Recast the listing below as a Markdown table with two columns, Row and Listing line, giving each nonblank line its own numbered row.

### Excerpted records
+-------+

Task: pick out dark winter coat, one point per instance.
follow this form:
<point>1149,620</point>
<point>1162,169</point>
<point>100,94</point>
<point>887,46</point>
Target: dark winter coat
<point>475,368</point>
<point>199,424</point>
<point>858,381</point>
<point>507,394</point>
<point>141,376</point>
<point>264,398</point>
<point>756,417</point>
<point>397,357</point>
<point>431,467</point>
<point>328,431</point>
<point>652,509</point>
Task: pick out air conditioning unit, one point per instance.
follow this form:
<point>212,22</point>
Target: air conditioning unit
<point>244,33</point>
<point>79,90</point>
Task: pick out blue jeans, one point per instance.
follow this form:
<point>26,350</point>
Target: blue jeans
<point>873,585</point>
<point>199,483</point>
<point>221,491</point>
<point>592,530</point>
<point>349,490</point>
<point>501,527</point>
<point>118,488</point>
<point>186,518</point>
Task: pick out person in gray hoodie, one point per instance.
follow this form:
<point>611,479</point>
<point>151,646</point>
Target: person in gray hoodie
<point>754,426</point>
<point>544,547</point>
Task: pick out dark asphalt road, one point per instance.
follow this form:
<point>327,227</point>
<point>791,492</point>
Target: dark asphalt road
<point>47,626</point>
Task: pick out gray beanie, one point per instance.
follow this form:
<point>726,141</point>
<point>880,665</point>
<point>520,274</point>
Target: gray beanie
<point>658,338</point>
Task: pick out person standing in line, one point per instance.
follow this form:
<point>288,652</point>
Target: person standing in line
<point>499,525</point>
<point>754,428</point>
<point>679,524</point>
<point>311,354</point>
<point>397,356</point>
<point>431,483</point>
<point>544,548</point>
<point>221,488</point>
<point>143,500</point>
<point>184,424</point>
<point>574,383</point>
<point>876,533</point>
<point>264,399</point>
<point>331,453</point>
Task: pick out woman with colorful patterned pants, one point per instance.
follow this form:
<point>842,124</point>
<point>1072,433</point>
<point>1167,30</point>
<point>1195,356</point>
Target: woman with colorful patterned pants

+-------+

### Solution for this task
| Row | Listing line |
|---|---|
| 1 | Task: pick out dark winter coat, one point per instance. |
| 2 | follow this form: |
| 3 | <point>1149,620</point> |
| 4 | <point>1162,169</point> |
| 5 | <point>100,94</point> |
| 6 | <point>887,46</point> |
| 7 | Target: dark winter coat |
| 8 | <point>475,368</point> |
| 9 | <point>199,424</point> |
| 10 | <point>858,381</point> |
| 11 | <point>507,394</point> |
| 12 | <point>141,376</point> |
| 13 | <point>264,398</point> |
| 14 | <point>756,417</point> |
| 15 | <point>397,357</point> |
| 16 | <point>431,467</point> |
| 17 | <point>328,431</point> |
| 18 | <point>652,509</point> |
| 19 | Task: pick out air conditioning unit, one point per instance. |
| 20 | follow this form: |
| 21 | <point>212,22</point> |
| 22 | Target: air conditioning unit |
| 23 | <point>244,33</point> |
| 24 | <point>79,90</point> |
| 25 | Task: pick out blue jeans, one point per instance. |
| 26 | follow this form: |
| 27 | <point>26,350</point> |
| 28 | Target: blue jeans |
| 29 | <point>873,585</point> |
| 30 | <point>199,483</point> |
| 31 | <point>221,491</point> |
| 32 | <point>592,530</point> |
| 33 | <point>349,490</point> |
| 34 | <point>501,527</point> |
| 35 | <point>118,488</point> |
| 36 | <point>186,518</point> |
| 37 | Task: pick out person in gray hoodie, one point per instance. |
| 38 | follow this form: |
| 39 | <point>611,479</point> |
| 40 | <point>151,646</point> |
| 41 | Target: person in gray hoodie |
| 42 | <point>754,426</point> |
| 43 | <point>544,547</point> |
| 44 | Task: pick out dark asphalt road, one point per instance. |
| 45 | follow this form: |
| 46 | <point>327,227</point> |
| 47 | <point>791,492</point> |
| 48 | Target: dark asphalt road |
| 49 | <point>47,626</point> |
| 50 | Task: pick out gray beanie, one point per instance. |
| 51 | follow this form: |
| 52 | <point>726,141</point> |
| 53 | <point>880,665</point> |
| 54 | <point>520,274</point> |
| 55 | Target: gray beanie |
| 56 | <point>658,338</point> |
| 57 | Task: pick out person standing in line, one point per instance. |
| 58 | follow this form: |
| 59 | <point>288,652</point> |
| 60 | Target: person standing in line |
| 61 | <point>499,525</point> |
| 62 | <point>754,428</point> |
| 63 | <point>679,524</point> |
| 64 | <point>311,354</point> |
| 65 | <point>397,356</point> |
| 66 | <point>431,483</point> |
| 67 | <point>544,548</point> |
| 68 | <point>221,488</point> |
| 69 | <point>143,500</point> |
| 70 | <point>184,424</point> |
| 71 | <point>574,383</point> |
| 72 | <point>876,533</point> |
| 73 | <point>264,399</point> |
| 74 | <point>331,453</point> |
| 75 | Task: pick out woman with colorful patterned pants, one point per instance. |
| 76 | follow this form: |
| 77 | <point>842,124</point> |
| 78 | <point>1072,433</point> |
| 79 | <point>1167,30</point> |
| 80 | <point>1195,356</point> |
| 81 | Target: woman with colorful patterned pants |